◆ **WORK INSTRUCTIONS**: Repeat word for word the part of the Kerberoasting passage below between "Examples and Use" and "for lateral movement.", inclusive.

[START OF GIVEN PASSAGE]

Kerberoasting is an Active Directory attack that targets service accounts by requesting Kerberos tickets and attempting to crack the underlying password offline. It is dangerous because weak service account passwords and excessive permissions can turn one ticket into elevated access across critical systems.
Expanded Definition
Kerberoasting is not a Kerberos flaw in the abstract; it is an abuse of how Active Directory issues service tickets to authenticated users. An attacker requests a ticket for a service account, extracts the encrypted material, and attempts offline password cracking until the account is recovered. The risk is highest when service accounts use weak passwords, never expire, or hold broad privileges. In NHI security, this makes Kerberoasting a credential exposure problem, not just an intrusion technique. The attack sits at the intersection of identity governance, password hygiene, and privilege design, which is why guidance from the NIST Cybersecurity Framework 2.0 remains relevant for access control and recovery discipline. Definitions vary across vendors when they describe the term as either a threat, a post-compromise technique, or a password weakness. The most common misapplication is treating Kerberoasting as a generic brute-force attack, which occurs when teams ignore the service-account privilege context and focus only on ticket encryption.
Examples and Use Cases
Implementing defenses against Kerberoasting rigorously often introduces operational friction, requiring organisations to weigh password complexity and rotation discipline against service uptime and application compatibility.
- A legacy SQL service account uses a long-lived password and local admin rights, making a cracked ticket immediately valuable for lateral movement.
- An attacker with low-level domain access requests many service tickets, then cracks only the weakest account offline, bypassing online lockout controls entirely.

[END OF GIVEN PASSAGE]
[START OF STORED RECORDS]

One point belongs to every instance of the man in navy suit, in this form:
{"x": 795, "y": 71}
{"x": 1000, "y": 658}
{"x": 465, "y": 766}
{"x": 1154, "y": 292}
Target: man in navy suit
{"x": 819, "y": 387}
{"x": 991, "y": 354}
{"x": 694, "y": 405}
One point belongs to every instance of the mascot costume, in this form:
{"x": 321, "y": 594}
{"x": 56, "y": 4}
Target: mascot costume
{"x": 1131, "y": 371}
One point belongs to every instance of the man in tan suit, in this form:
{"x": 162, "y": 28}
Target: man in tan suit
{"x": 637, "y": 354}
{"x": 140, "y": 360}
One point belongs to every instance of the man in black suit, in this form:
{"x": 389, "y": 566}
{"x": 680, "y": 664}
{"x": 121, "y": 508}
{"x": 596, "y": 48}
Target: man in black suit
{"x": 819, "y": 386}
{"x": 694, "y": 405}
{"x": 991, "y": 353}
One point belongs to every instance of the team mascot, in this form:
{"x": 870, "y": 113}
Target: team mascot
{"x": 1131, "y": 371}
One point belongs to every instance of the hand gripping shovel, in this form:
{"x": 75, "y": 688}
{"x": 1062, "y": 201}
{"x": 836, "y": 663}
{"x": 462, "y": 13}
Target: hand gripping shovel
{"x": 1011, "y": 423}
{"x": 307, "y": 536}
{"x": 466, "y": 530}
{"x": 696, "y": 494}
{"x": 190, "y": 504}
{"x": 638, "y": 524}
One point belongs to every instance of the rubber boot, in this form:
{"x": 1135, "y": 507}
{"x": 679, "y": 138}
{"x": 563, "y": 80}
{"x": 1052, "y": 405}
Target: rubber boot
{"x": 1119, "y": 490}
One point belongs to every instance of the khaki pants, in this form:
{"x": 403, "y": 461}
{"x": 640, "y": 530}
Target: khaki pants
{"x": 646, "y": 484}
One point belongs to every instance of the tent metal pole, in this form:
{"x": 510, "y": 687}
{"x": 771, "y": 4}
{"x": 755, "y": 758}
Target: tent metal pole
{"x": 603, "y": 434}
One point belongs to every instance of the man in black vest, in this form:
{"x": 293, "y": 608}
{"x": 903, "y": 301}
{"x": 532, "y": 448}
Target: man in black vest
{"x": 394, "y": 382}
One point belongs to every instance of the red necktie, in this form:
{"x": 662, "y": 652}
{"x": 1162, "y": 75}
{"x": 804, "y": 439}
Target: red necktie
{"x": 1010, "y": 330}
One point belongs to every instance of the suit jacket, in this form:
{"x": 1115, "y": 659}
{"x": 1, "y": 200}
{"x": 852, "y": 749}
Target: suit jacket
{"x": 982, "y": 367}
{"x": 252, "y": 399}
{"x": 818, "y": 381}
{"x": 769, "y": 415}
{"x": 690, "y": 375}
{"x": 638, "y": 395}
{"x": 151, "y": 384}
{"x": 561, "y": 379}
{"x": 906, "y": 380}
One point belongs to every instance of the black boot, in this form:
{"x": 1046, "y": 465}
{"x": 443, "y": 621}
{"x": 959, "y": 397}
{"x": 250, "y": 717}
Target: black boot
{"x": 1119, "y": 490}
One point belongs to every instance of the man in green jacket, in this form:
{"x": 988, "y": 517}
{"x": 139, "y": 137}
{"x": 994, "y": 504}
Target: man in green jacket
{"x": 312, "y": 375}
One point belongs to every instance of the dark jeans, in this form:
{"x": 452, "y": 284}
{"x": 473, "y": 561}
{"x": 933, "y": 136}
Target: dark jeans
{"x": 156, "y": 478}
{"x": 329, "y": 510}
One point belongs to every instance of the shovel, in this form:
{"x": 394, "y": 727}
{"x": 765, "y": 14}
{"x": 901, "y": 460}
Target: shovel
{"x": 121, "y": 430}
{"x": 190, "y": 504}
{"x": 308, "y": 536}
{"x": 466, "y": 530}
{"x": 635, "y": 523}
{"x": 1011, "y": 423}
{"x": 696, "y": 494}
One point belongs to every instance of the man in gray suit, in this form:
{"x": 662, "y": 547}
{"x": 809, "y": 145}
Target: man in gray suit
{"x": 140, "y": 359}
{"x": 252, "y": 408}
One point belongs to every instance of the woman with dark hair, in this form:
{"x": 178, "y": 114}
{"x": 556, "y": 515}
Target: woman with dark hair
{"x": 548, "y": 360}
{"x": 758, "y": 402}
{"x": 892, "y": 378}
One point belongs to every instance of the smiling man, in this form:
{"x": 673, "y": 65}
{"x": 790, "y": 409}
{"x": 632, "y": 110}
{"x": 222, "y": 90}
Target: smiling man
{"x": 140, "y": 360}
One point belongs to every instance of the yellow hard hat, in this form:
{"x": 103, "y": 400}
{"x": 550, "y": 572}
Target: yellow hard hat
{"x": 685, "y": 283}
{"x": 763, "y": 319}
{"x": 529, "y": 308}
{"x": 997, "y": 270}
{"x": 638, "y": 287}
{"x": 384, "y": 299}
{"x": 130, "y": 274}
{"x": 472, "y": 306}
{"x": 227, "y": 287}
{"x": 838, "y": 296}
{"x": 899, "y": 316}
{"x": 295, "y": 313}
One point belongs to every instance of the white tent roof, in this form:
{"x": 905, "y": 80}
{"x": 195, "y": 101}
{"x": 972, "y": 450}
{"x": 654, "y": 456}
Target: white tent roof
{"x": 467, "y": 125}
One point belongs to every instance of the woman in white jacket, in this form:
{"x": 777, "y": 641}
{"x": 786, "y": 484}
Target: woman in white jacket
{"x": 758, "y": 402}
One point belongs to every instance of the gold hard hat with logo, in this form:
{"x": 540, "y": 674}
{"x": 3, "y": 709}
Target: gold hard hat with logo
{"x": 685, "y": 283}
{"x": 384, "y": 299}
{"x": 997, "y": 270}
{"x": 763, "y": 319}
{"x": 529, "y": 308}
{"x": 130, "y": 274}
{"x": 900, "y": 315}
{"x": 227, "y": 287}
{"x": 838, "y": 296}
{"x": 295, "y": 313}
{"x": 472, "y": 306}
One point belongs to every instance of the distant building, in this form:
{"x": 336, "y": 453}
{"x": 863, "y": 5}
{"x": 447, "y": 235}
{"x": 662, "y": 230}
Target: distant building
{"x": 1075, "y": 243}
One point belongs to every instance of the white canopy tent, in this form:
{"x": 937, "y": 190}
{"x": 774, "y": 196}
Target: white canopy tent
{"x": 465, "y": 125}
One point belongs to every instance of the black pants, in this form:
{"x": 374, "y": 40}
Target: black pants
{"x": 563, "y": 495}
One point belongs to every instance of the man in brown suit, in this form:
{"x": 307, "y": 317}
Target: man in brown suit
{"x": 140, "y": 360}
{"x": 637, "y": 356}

[END OF STORED RECORDS]

◆ **RESULT**:
Examples and Use Cases
Implementing defenses against Kerberoasting rigorously often introduces operational friction, requiring organisations to weigh password complexity and rotation discipline against service uptime and application compatibility.
- A legacy SQL service account uses a long-lived password and local admin rights, making a cracked ticket immediately valuable for lateral movement.